### WORK REQUIRED
In your copy of the records, include every word exactly and no pictures.

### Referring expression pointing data
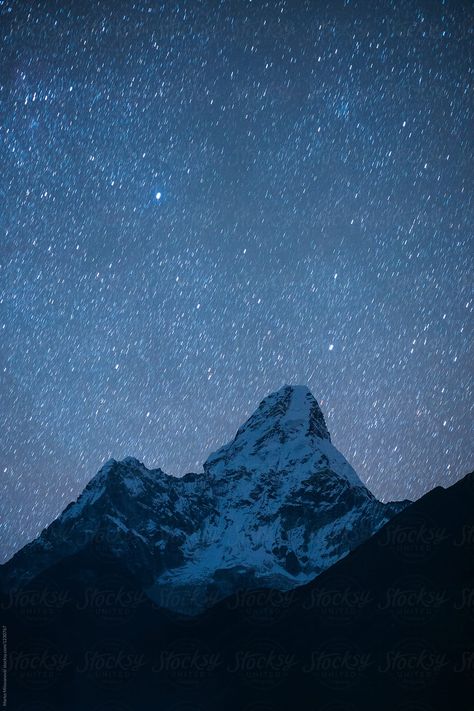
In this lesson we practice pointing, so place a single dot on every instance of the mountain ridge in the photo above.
(278, 504)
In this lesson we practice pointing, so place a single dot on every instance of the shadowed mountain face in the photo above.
(389, 626)
(275, 507)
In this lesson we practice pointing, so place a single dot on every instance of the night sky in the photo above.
(202, 201)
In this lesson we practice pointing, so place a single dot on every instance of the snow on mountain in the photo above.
(277, 505)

### RESULT FOR THIS TASK
In this lesson we practice pointing, so place a single dot on every instance of the mountain ridge in the photo above.
(278, 504)
In this lesson we practice pointing, so place a single dot on every instance of the shadowed mountain face in the photo above.
(389, 626)
(275, 507)
In this lesson we practice pointing, so place a single dot on every instance of the night sky in the photo above.
(202, 201)
In this lesson we practice pointing, so place a single dot on every instance of the snow on mountain in the photo above.
(277, 505)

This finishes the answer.